**Problem A**
Answer these questions from the Brainhack Global project-matching toolkit description:
(i) What does the algorithm generate for each participant and project?
(ii) Which registration form is recommended for gathering the data?
(iii) In what file format must the participant data be available?
**Problem B**
Write the next part of the Brainhack Global project-matching toolkit description, starting after its last sentence.

**Passage for review**
_ _ _

Event project requirement-contributor request matching toolkit.
The purpose of these scripts is to find matches between projects submitted to a Brainhack Global event and the participants in that event. For each participant and project, the algorithm generates a score based on the matches between a project's requirements (e.g. topic, required skills or tools) and the participant's skills, background and interests.
Once the result is generated, the Brainhack Global event organizers will be able to send participants an email with information about the projects that potentially fit them better within the context of the event.
To gather these data we recommend using the Brainhack Global Participant Registration Form provided by the Brainhack Global Organization as a convenience participant registration form.
The tools assume that the projects submitted as issues to the https://github.com/brainhackorg/global2020 repository have been labelled correctly, meaning that they have been assigned to a given Brainhack Global event, that they have been already published to the website, and that they contain the appropriate labels concerning their topic and required skills and tools.
Similarly, it assumes that your Brainhack Global event participant data is
available as a CSV
file, and that for each participant it contains the data
that will allow matching them to a project. That is, it will contain
information about the participants' skills or background and interests.

_ _ _

**Dataset extract**

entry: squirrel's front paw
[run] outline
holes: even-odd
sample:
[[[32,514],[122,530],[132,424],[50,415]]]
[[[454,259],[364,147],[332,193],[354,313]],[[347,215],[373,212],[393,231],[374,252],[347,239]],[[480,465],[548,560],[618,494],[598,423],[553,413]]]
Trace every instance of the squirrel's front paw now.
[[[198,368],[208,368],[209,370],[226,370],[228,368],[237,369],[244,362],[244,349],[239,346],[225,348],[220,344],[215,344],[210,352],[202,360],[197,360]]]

_ _ _

**Written reply A**
(i) A score based on the matches between a project's requirements (e.g. topic, required skills or tools) and the participant's skills, background and interests.
(ii) The Brainhack Global Participant Registration Form provided by the Brainhack Global Organization.
(iii) A CSV file.

**Written reply B**
Note that in order for the scripts to work, the relevant participant data needs to perfectly match the available labels in the project issues in the https://github.com/brainhackorg/global2020 repository.
The scoring method does not currently take into account the required level of
expertise for a project, nor is the participant's desired project type taken
into account. Similarly, the method assumes that, even if multiple git_skills
labels may be present for a project, the involved skills are incremental, and
hence, only the most demanding skill (according to the fixed scale/label values)
is taken into account to compute the contribution of such category to the score
for a given participant.
The scores are normalized to 1.
Besides Python and the Python packages specified in setup.cfg
,
the tools assume that you have GitHub's command line tool installed.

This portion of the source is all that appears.